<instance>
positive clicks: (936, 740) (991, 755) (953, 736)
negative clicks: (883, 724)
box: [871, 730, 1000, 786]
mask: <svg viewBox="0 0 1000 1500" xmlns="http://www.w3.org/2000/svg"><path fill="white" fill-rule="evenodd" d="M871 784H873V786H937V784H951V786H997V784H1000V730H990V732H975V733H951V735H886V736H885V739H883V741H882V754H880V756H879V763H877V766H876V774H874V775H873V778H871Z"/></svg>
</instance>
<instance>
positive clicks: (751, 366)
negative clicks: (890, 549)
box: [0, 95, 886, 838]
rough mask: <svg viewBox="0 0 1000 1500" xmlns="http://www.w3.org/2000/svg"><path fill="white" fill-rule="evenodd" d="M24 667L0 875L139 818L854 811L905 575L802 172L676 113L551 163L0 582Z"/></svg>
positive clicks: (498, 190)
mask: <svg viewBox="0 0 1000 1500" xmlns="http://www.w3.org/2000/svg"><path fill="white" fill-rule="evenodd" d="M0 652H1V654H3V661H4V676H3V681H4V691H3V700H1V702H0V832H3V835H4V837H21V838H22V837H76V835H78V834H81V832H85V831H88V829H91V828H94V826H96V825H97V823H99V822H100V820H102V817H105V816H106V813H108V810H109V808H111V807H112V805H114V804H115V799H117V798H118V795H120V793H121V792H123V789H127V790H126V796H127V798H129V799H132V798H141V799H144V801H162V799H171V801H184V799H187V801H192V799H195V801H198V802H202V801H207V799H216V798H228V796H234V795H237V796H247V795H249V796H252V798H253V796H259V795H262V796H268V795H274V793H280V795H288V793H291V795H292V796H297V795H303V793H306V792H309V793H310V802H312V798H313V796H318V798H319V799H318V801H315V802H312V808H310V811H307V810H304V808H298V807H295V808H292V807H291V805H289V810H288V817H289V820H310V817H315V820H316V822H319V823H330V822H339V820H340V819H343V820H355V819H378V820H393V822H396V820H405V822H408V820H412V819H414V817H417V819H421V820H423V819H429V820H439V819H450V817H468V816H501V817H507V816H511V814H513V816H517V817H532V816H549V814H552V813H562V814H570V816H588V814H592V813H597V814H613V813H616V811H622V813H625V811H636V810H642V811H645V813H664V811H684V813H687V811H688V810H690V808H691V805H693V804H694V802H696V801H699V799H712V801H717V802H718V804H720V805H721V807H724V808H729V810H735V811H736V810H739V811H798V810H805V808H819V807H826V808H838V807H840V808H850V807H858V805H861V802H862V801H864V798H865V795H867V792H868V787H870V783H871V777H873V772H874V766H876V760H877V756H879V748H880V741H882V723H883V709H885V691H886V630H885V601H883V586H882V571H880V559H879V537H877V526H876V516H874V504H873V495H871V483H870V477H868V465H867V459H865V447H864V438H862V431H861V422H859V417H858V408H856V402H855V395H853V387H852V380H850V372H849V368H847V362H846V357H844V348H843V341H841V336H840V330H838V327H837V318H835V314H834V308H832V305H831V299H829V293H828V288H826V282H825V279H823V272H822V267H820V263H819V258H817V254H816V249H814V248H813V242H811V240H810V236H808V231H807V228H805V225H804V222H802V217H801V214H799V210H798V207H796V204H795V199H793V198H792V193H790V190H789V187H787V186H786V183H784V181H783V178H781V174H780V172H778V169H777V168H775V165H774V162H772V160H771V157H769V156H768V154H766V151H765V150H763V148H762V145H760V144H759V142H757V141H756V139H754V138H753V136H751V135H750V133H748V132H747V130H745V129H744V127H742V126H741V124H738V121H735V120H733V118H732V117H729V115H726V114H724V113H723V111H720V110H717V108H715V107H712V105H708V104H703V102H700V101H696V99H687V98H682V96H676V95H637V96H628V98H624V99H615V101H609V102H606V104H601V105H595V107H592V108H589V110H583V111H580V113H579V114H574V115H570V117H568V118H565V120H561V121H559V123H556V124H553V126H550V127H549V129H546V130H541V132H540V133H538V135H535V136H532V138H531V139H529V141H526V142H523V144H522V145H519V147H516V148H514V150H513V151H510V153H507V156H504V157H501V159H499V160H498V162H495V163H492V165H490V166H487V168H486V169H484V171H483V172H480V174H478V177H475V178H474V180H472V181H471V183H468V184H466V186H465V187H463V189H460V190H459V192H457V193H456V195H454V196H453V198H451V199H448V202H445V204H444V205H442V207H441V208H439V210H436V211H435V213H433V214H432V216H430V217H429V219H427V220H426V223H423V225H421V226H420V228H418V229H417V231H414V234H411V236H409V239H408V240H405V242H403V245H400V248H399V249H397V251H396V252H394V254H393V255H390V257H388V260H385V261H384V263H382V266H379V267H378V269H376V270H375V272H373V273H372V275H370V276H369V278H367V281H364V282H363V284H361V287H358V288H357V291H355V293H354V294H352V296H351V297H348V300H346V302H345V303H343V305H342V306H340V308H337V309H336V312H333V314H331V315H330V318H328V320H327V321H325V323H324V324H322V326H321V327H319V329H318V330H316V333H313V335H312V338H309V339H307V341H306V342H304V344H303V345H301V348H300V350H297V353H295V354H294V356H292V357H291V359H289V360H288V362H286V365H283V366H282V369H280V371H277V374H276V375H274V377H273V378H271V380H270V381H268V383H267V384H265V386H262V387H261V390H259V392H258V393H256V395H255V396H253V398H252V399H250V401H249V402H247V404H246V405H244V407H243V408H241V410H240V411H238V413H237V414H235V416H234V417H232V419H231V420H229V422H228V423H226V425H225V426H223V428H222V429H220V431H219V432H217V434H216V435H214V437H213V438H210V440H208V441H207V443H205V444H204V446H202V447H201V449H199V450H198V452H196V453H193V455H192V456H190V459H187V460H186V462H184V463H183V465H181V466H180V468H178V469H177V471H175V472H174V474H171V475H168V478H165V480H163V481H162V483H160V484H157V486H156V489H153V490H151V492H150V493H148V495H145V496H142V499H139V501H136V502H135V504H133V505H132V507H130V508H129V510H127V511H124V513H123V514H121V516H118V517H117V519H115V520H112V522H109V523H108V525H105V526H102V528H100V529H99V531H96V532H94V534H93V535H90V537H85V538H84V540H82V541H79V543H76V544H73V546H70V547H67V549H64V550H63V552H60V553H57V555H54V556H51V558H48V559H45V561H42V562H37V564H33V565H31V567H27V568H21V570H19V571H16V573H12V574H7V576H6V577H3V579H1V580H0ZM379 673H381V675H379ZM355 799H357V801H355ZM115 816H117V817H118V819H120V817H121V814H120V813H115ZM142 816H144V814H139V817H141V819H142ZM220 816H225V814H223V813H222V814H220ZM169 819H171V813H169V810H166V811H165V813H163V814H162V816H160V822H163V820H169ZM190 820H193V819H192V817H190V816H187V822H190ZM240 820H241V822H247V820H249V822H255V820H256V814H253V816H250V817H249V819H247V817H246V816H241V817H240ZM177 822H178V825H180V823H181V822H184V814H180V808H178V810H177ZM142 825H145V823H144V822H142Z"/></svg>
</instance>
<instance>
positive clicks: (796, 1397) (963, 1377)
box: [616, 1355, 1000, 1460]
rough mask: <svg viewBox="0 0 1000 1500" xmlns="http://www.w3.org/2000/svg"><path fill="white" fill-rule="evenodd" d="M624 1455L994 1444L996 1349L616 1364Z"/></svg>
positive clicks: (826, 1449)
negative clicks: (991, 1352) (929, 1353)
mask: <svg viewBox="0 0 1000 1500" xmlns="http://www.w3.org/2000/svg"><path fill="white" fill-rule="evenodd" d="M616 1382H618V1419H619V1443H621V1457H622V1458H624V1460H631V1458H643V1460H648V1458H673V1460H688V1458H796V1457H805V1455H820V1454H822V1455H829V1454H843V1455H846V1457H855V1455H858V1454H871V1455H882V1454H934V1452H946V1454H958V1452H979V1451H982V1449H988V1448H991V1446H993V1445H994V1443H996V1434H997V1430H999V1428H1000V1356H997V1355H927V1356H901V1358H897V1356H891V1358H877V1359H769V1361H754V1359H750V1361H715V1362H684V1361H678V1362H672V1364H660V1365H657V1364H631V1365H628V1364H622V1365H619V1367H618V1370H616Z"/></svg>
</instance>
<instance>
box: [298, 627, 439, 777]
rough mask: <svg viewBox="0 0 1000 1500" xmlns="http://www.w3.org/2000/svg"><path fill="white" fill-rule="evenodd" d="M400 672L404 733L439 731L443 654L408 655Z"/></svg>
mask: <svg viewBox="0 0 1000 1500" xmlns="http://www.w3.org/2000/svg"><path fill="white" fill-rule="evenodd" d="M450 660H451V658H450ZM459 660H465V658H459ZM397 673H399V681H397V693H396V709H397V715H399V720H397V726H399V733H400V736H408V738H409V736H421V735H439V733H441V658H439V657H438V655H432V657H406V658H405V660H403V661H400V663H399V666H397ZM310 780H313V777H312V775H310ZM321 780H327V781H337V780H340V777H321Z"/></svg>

####

● REQUIRED ACTION
Copy the lines above word for word, starting at the line that contains "667L0 875L139 818L854" and ending at the line that contains "positive clicks: (498, 190)", with both of those lines included.

● TASK RESPONSE
rough mask: <svg viewBox="0 0 1000 1500" xmlns="http://www.w3.org/2000/svg"><path fill="white" fill-rule="evenodd" d="M24 667L0 875L139 818L854 811L905 575L802 172L676 113L551 163L0 582Z"/></svg>
positive clicks: (498, 190)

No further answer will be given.